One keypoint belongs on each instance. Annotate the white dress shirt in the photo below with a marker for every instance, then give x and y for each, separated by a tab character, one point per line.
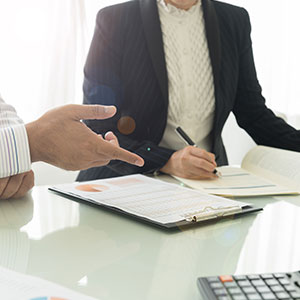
14	146
190	76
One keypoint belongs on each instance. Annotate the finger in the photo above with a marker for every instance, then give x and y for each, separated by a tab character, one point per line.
91	112
26	185
202	164
3	184
12	186
110	137
201	153
119	153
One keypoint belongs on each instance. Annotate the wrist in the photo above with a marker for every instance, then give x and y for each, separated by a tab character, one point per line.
33	140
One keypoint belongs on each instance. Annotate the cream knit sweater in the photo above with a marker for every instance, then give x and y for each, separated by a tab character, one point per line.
191	87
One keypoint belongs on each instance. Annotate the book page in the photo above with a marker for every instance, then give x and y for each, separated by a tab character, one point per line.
277	165
17	286
237	182
149	198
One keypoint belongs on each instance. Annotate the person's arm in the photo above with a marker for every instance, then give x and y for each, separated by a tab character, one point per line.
61	139
250	109
14	147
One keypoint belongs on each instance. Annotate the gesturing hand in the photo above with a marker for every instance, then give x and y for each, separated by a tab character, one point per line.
192	163
16	186
61	139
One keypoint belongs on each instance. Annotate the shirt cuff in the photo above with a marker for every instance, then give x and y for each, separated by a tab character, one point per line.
14	151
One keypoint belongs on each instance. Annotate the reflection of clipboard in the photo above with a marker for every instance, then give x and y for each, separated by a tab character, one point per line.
151	200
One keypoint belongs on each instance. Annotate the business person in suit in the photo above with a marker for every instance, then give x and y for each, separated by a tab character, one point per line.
168	63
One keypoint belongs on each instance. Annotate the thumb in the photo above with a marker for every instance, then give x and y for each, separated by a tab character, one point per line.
92	112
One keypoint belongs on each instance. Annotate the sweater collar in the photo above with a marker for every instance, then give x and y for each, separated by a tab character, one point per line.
173	10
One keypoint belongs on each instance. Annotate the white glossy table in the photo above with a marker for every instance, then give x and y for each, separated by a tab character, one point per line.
109	256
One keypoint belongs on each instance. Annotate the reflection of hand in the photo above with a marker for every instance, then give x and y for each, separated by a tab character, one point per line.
16	186
61	139
191	162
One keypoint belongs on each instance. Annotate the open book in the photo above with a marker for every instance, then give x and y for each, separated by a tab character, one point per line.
165	204
264	171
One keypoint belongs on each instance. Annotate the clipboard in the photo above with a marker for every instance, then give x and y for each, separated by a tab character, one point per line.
154	201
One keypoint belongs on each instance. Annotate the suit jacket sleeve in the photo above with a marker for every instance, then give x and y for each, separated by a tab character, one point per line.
103	85
250	109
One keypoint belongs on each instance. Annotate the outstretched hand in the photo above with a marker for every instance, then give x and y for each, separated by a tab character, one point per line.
192	163
16	186
61	139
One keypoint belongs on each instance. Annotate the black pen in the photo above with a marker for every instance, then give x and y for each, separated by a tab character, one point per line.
182	134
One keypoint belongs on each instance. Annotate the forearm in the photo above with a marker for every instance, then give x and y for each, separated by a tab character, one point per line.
14	151
14	146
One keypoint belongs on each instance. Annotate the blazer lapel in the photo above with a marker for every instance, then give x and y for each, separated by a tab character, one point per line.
213	38
153	33
214	46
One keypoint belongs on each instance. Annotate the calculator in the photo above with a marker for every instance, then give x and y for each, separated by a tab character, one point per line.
283	286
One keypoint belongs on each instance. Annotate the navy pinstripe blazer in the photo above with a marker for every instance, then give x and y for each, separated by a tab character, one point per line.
126	67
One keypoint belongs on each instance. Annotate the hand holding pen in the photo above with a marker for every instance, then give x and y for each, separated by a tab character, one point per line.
182	134
191	162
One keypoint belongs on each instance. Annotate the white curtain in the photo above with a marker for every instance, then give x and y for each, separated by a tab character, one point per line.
43	46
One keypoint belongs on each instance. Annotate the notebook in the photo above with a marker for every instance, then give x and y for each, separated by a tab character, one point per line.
265	171
158	202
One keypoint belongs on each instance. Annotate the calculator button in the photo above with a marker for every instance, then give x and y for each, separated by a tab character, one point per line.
254	297
249	290
277	288
239	297
267	276
230	284
269	296
216	285
244	283
258	282
271	282
283	296
263	289
253	277
234	291
213	279
226	278
220	292
284	281
240	277
295	295
290	288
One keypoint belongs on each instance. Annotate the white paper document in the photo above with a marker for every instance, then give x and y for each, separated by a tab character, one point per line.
17	286
152	199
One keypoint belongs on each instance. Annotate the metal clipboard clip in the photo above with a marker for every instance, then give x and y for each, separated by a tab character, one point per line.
210	212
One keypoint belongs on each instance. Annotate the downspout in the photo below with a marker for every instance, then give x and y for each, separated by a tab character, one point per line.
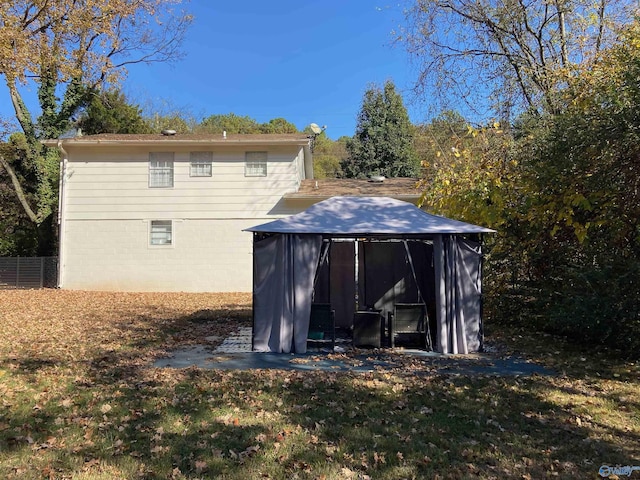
61	211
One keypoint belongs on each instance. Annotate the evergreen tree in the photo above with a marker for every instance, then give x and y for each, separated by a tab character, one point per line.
110	112
383	142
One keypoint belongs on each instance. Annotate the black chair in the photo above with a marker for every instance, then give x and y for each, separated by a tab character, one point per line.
368	329
322	326
409	326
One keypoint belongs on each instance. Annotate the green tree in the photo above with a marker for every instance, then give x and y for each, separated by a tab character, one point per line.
230	123
110	112
64	50
278	125
383	143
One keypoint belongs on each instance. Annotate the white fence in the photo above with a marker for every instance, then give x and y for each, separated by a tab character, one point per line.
28	272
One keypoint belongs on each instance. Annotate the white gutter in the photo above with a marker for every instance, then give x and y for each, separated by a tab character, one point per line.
61	211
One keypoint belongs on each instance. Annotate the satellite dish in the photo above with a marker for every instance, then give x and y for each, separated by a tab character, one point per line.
315	129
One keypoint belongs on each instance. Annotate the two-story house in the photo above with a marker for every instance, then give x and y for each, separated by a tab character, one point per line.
167	212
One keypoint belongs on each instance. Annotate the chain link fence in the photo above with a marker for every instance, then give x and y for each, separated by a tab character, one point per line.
28	272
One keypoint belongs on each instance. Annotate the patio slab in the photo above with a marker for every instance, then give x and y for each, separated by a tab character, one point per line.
417	361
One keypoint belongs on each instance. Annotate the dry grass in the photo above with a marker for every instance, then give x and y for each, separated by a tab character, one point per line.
79	399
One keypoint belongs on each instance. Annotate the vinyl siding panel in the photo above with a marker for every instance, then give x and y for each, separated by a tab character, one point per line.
115	185
115	255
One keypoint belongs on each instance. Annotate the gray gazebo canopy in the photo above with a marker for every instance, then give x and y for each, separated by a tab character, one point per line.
288	253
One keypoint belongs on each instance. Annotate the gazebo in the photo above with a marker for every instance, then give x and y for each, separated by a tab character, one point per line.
366	252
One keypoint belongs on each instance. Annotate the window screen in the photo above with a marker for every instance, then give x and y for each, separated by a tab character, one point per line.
255	164
161	232
201	164
160	169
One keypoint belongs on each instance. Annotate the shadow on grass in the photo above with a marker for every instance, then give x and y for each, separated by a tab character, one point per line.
112	413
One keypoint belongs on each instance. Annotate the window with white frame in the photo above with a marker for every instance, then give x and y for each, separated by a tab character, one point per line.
255	164
161	232
201	164
160	169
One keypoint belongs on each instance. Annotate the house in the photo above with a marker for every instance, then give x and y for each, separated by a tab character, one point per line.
167	212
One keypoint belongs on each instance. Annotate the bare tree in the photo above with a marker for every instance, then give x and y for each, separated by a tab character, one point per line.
65	49
516	53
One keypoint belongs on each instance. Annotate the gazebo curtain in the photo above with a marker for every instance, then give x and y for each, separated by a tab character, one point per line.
458	294
284	269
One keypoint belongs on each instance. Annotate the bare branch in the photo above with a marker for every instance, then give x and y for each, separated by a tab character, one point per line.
19	192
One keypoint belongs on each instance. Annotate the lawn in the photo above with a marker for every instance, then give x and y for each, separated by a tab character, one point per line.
79	399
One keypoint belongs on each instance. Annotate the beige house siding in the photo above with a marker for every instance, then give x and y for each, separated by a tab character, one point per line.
113	183
115	255
107	208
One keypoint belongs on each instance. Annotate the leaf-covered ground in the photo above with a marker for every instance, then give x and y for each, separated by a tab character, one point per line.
79	399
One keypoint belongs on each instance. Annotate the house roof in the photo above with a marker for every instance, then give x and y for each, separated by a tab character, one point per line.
106	139
362	216
320	189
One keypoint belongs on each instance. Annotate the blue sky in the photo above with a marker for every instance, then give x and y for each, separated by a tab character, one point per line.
302	60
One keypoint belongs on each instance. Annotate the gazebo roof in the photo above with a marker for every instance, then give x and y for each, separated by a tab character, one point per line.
362	216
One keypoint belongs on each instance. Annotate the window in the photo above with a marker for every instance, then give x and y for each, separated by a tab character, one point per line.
161	169
201	164
161	232
255	164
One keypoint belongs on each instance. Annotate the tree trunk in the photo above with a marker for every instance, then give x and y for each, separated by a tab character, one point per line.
19	191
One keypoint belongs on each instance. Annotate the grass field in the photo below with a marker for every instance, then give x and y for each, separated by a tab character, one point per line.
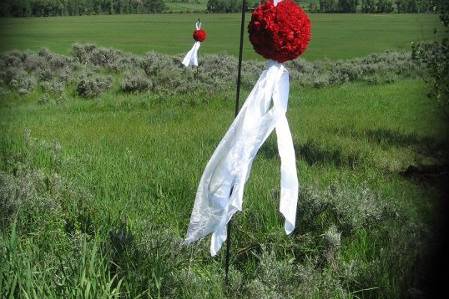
96	192
335	36
140	160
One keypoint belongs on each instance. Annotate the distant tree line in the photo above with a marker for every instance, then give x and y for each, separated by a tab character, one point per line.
344	6
375	6
25	8
43	8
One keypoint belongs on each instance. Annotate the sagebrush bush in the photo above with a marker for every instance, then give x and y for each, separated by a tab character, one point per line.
136	82
91	86
168	76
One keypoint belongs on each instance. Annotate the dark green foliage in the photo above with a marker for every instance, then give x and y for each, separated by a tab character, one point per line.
434	57
91	86
46	8
163	74
135	82
226	6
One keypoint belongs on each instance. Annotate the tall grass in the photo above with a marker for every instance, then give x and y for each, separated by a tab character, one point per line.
96	195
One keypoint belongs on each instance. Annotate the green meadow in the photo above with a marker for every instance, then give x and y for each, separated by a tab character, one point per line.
335	36
101	153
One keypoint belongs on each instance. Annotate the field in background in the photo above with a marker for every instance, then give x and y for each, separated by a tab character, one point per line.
335	36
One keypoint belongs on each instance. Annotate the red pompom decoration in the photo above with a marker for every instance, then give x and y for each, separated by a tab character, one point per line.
279	32
199	35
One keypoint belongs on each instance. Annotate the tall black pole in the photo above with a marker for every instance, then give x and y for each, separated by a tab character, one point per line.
237	106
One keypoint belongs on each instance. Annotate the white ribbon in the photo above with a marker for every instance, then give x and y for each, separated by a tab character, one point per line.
191	57
220	192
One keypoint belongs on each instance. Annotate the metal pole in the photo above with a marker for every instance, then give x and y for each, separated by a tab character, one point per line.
237	106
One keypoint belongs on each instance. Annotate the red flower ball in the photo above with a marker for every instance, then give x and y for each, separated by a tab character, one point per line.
199	35
279	32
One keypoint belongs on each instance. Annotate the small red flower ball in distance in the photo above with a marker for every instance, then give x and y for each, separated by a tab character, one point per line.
199	35
279	32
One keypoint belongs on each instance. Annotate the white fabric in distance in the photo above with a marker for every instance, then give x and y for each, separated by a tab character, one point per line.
191	57
220	192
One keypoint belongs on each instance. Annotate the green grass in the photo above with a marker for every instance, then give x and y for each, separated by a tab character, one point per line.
335	36
141	159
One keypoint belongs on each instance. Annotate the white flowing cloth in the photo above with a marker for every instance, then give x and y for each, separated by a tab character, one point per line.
191	57
220	192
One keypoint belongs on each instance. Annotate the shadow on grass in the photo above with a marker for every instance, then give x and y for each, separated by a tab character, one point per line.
314	153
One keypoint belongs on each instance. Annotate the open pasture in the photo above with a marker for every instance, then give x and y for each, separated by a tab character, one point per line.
335	36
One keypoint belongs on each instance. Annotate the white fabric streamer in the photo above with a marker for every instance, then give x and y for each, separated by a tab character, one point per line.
191	57
220	192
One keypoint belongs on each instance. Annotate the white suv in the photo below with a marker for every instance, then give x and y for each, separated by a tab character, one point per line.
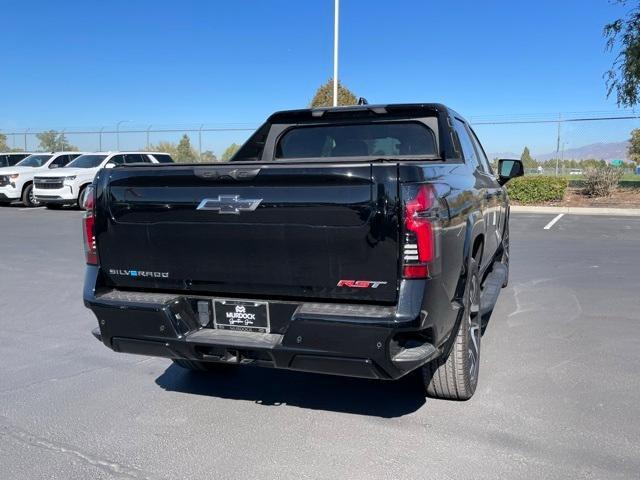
16	182
67	186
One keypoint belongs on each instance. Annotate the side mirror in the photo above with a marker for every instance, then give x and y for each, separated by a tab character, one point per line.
508	169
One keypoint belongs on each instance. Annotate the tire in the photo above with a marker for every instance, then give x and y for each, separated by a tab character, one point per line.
28	199
196	366
455	375
505	251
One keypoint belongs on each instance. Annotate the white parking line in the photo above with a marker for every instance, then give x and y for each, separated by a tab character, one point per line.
552	222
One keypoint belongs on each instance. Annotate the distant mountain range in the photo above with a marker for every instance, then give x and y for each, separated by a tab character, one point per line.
605	151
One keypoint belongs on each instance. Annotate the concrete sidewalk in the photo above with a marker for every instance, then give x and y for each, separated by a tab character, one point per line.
633	212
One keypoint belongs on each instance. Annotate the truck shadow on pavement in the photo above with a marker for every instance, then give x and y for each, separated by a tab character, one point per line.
270	387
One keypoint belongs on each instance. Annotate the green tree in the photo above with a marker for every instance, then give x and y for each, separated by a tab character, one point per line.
184	151
324	95
527	159
230	152
634	145
623	38
208	157
51	141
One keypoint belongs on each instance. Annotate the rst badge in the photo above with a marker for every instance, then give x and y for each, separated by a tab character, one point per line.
230	204
360	283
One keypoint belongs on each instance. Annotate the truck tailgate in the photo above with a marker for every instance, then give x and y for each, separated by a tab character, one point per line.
285	230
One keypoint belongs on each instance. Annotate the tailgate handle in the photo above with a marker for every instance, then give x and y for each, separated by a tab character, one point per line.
238	174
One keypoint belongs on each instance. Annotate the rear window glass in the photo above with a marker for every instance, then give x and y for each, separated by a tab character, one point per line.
163	158
366	140
87	161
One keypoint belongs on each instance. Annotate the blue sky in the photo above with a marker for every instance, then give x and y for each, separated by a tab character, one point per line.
91	64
········
> Problem to solve: The lines from the one holding "the truck tailgate" to the last line of the entries, both included: retype them exactly and give nothing else.

> Answer to this task:
One keypoint belongs on each instance. Annotate the truck tailgate in the photo above with a marker for every instance, then give x and y for each, separated by a tab character, one point per line.
285	230
One keypoint belongs on each instance. Annotate the tailgate handle in the photo above with a marker for every instance, then give x and y for each, separated by a tab character, one point per line.
238	174
One keypoint belongs on each instance. Annotate the rear window glass in the photo above with a marker for every instance, then give x and y for each, separated by a tab character, one point per line.
163	158
366	140
87	161
One keypoint belongs on each instance. Annotate the blue sky in the photo above with a marker for every instance, then give x and y for each, separated by a tab character, one point per line.
91	64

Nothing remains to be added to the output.